### Texto apresentado
==*==

ENTREVISTA

Volume 2, Nº 2 Abril/Junho 1981

a revista de informática entrevistou Raul Verde:

DA MECANOGRAFIA

À INFORMATICA

EM PORTUGAL


Raul Verde (TAP)

Ql - A Informática portuguesa tem uma história. Pouco se sabe dela, e muito pouco foi escrito até agora. Quais são na sua opinião, as motivações e os marcos mais importantes na introdução da mecanografia, e depois, da Informática, em Portugal?

Rl - É difícil para qualquer cidadão estar a par da história da Informática do País. Por um lado, porque as estatísticas são deficientes, quando não inexistentes. Por outro lado e sendo benévolos, diremos apenas que os fornecedores de computadores não estão minimamente interessados em divulgar os computadores instalados ou mesmo dar a conhecer os respectivos clientes. Apenas podemos referir alguns factos que são do nosso conhecimento. Assim, um dos primeiros computadores instalados foi o «Stantec Zebra»;, em 1957, no Laboratório Nacional de Engenharia Civil. Mais tarde seria substituído pelo National-Elliot 803-B.

==*==

(Registos de anotação de coordenadas)
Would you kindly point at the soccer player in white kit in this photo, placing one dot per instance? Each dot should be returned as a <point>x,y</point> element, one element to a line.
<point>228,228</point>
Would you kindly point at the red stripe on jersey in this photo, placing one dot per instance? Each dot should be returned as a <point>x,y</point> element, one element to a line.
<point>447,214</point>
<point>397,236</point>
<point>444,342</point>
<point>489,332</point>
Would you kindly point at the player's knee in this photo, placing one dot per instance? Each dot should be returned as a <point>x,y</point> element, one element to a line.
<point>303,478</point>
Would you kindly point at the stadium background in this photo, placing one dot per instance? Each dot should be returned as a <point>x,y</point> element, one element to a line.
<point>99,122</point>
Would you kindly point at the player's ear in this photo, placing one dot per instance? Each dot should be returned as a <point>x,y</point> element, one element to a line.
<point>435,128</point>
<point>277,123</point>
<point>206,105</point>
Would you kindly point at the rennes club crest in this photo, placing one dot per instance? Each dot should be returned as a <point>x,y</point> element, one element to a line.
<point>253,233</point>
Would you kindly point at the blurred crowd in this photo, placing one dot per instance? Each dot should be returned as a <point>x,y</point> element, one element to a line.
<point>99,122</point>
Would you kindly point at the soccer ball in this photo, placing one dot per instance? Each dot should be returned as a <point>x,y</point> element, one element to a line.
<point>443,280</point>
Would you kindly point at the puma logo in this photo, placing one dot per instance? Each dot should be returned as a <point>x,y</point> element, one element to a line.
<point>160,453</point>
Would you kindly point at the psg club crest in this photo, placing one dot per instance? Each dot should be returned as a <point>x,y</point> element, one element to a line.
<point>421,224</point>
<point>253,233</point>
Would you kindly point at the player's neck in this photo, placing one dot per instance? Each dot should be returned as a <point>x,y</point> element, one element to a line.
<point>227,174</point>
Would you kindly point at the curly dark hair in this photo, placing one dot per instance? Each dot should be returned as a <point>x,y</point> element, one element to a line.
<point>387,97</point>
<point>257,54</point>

==*==

### Problema
Resuma, por favor, a entrevista em duas frases. Os registos não são necessários.

### Resolução escrita
Na entrevista, publicada em 1981, Raul Verde, da TAP, afirma que é difícil conhecer a história da Informática em Portugal, porque as estatísticas são deficientes ou inexistentes e os fornecedores não querem divulgar os computadores instalados nem os seus clientes. Entre os factos que conhece, refere que um dos primeiros computadores instalados foi o «Stantec Zebra», em 1957, no Laboratório Nacional de Engenharia Civil, mais tarde substituído pelo National-Elliot 803-B.